> **Selection**

In his attempt to create the largest province, or pashalik, within the Ottoman Empire, Ali came to be known as the ruthless and infinitely clever Muslim “Arslan” or “Lion” of Janina. However, he eventually became dissatisfied with being merely another provincial governor at a time when the Ottoman Empire was declining. His new ambition was to rule all of Albania and northern Greece. Through mass deception and continued acts of murder, he brutally extended his power. Eventually, he ruled a region that included much of Albania, Macedonia, Epirus, Thessaly, and the Morea.

As his power and territories expanded, Ali Paşa placed his son Veli in Trikkala and later the Morea, and made another son, Mukhtar, the pasha of Lepanto. All this time, through continued murder and extortion, he expanded his authority and increased his wealth until he ruled most of Greece. In 1803, Ali Paşa got control of the Gulf of Arta; the ports of Butrinto, Preveza, and Vonitsa; and the provinces of Elbasan, Delvino, Berat, and Valona (Vlore).

As Ali’s power increased, his attention to the Ottoman sultan in Constantinople diminished. Although he was officially the imperial viceroy of Rumelia, he failed to carry out orders and attempted instead to appease Sultan Mahmud II with extravagant gifts. Eventually, he set himself up as an independent sovereign and courted the sultan’s enemies, the British and French, in an effort to establish a profitable seaport in Janina. Ever self-serving, he also tried to manipulate diplomatic relations among Great Britain’s Lord Nelson, the Russian czar, and even Napoleon I in France.

The European rulers realized the strategic position of Ali’s dominions in the eastern Adriatic. Foreign governments trained Ali Paşa’s troops and favored him with gifts of modern artillery. In 1814, Ali declared war on the French, as Napoleon’s power was fading, and entered into an alliance with Great Britain. Meanwhile, Ali Paşa’s reputation as both a despot and a romanticized “Oriental” sovereign grew throughout Europe. Indeed, during the early nineteenth century, Ali Paşa lived vividly in the European imagination. His harem contained more than six hundred women.

In 1809, Lord Byron, who called Ali Paşa the “Muslim Bonaparte,” traveled with John Cam Hobhouse to Janina in Greece and then to Ali Paşa’s birthplace in the remote and mountainous Tepelenë, Albania. At that time, Janina was considered the center of Greek culture. Although Ali himself was illiterate, he made an attempt at erudition by founding many Greek schools. A Romantic poet, Byron wrote of his travel experience in his epic poem Childe Harold’s Pilgrimage (1816), which describes Ali at once as both a gracious, brave, and learned man and a despot capable of “most horrible cruelties.”

> **Set task**
Write the next part of the account of Ali Paşa, picking up after its final sentence.

> **Data records**

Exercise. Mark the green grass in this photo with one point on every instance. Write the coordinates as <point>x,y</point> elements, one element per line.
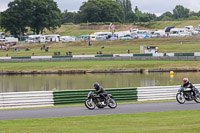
<point>166,45</point>
<point>98,65</point>
<point>161,122</point>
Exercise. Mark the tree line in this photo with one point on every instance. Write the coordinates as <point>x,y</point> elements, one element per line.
<point>39,15</point>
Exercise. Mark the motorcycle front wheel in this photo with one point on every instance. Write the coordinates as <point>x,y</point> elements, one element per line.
<point>112,103</point>
<point>197,98</point>
<point>180,98</point>
<point>89,104</point>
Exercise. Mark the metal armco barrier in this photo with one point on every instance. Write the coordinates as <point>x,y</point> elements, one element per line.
<point>159,92</point>
<point>26,99</point>
<point>70,97</point>
<point>50,98</point>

> **Response**
Ali Paşa, who stood at only five feet, five inches, thought nothing of murder as a means of eliminating his enemies. Hobhouse described arriving at Janina, where he and his traveling companions spied the dismembered body of a Greek bandit who had been tortured to death on Ali’s command. In 1812, Ali Paşa came to believe that through alchemy he could find immortality; to achieve that goal, he bought a laboratory and hired scientists to staff it. Five years later, when it became clear that the scientists had achieved nothing, he hanged them.

Ali Paşa went to extremes in his seizures of territory. Before long, his enemies, especially those rival feudal lords who had lost land to him, appealed to Sultan Mahmud in Constantinople to remove Ali from power. Continually exasperated by Ali’s repeated attempts to achieve independence, the sultan stripped him of his titles in 1820 and declared him an enemy of the Ottoman Empire. A Turkish army of 20,000 men then attacked Janina. Afterward, Ali Paşa’s allies and even his sons abandoned him. He was promised a pardon if he would surrender, but while he was waiting for the pardon, he was killed in February, 1822, by a Turkish spy. His assassin decapitated him and placed his head on a silver tray for all to view. After three days, his head was sent to Constantinople, where it was put on public display so that Sultan Mahmud and the people of Constantinople could see that their old enemy was indeed finally dead.

Significance

Some historians argue about whether Ali Paşa’s death was a decisive precursor to the outbreak of the Greek War of Independence. All agree, however, that he played a significant role in bringing about the war. During the sixteenth and seventeenth centuries the Greeks had merely survived as a people. During the eighteenth century, especially in the light of the siege of Vienna in 1683, hope emerged that the Greeks might actually succeed in revolting against the Ottoman Empire. By 1819, Sultan Mahmud II attempted to centralize the government of his declining empire. In both European and Asiatic Turkey, provincial pashas appropriated the authority of the sultan. Knowing full well that the Ottoman Empire was no longer indomitable, Ali Paşa supported the Greek struggle for liberation from Turkish rule by encouraging the uprising of the Greek nationalists.

Throughout most of Ali Paşa’s career, the Turkish sultan allowed him great autonomy because he relied on his services. However, in 1820, after Ali ordered the assassination of an enemy in Constantinople, the sultan sent Turkish troops to Janina to remove Ali from power. Ali’s refusal to comply kept Turkish troops engaged while they were needed against the Greeks, who had begun their fight for independence. Ali Paşa’s actions thus split the military and artillery power of the Turks and enabled the Greeks to win their war of independence—in which, incidentally, Ali’s old friend Lord Byron lost his life in 1826. Meanwhile, Ali Paşa won lasting literary fame in Byron’s epic poem Childe Harold’s Pilgrimage.

Bibliography

Christowe, Stoyan. The Lion of Yanina: A Narrative Based on the Life of Ali Pasha, Despot of Epirus. London: Modern Age Books, 1941. Comprehensive biography detailing the legendary life of Ali Paşa Tepelenë.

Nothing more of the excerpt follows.